EXERCISE MATERIALS:
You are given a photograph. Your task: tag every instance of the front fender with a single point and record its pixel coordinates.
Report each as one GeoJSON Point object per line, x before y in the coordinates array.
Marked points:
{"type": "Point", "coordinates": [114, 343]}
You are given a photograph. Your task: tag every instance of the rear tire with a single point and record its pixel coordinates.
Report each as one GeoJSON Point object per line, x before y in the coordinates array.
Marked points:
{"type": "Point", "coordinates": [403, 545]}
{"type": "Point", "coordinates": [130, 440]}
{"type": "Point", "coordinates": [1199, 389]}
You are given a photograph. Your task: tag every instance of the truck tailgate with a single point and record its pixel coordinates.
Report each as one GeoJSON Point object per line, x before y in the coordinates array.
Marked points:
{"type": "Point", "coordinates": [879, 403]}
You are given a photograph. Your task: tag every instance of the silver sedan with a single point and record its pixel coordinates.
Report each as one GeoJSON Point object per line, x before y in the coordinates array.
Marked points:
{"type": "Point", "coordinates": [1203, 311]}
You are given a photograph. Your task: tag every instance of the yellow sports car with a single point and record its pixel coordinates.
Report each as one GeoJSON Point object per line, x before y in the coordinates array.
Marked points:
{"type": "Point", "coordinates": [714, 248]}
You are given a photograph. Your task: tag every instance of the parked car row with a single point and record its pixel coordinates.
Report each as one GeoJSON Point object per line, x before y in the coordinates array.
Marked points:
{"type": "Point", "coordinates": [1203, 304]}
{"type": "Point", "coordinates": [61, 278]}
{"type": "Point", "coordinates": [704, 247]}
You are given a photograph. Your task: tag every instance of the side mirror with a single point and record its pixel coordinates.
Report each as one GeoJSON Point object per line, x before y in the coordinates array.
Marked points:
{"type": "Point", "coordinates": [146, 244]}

AIM:
Recast the lines above as a JSON list of strings, one string per line, with any blank lines left out.

SOLVED PROBLEM:
[
  "You are given a photograph. Your task: tag every instance of the front fender with a single point and record its pixel coordinates.",
  "Report each as one GeoJSON Point object per line, x before y in the coordinates array.",
  "Marked points:",
  "{\"type\": \"Point\", \"coordinates\": [114, 343]}",
  "You are given a photograph. Your task: tag every instance of the rear tire with a single point and record its pixel coordinates.",
  "Report each as one GeoJSON Point object per line, x before y in the coordinates array.",
  "Marked points:",
  "{\"type\": \"Point\", \"coordinates\": [403, 545]}",
  "{\"type\": \"Point\", \"coordinates\": [130, 440]}",
  "{\"type\": \"Point\", \"coordinates\": [1199, 389]}",
  "You are given a photograph. Your task: tag every instance of the truck tailgate with a single point and record its pixel coordinates.",
  "Report each as one GeoJSON Point object per line, x before y in the coordinates array.",
  "Marked points:",
  "{\"type\": \"Point\", \"coordinates\": [879, 403]}",
  "You are given a photograph. Your task: tag every instance of the silver sedan with a single point and record its pixel coordinates.",
  "Report each as one GeoJSON Point object per line, x before y in the coordinates array.",
  "Marked points:",
  "{\"type\": \"Point\", \"coordinates\": [1203, 311]}",
  "You are given a photograph. Your task: tag every instance of the yellow sports car with a single point and record its pixel coordinates.",
  "Report each as one GeoJSON Point object per line, x before y in the coordinates array.",
  "Marked points:",
  "{\"type\": \"Point\", \"coordinates\": [714, 248]}",
  "You are given a photograph. Your task: tag every instance of the parked car row with a single point and record its pixel coordinates.",
  "Report each as one GeoJSON Point object per line, x before y in the coordinates array.",
  "Marked points:",
  "{\"type\": \"Point\", \"coordinates\": [1203, 304]}",
  "{\"type\": \"Point\", \"coordinates\": [61, 278]}",
  "{\"type\": \"Point\", \"coordinates\": [704, 247]}",
  "You are given a photograph. Your task: tag every instance of the side mirror with a single point and record its pixel coordinates.",
  "Report each as one GeoJSON Point object per line, x before y in the coordinates array.",
  "Marked points:",
  "{\"type\": \"Point\", \"coordinates\": [146, 244]}"
]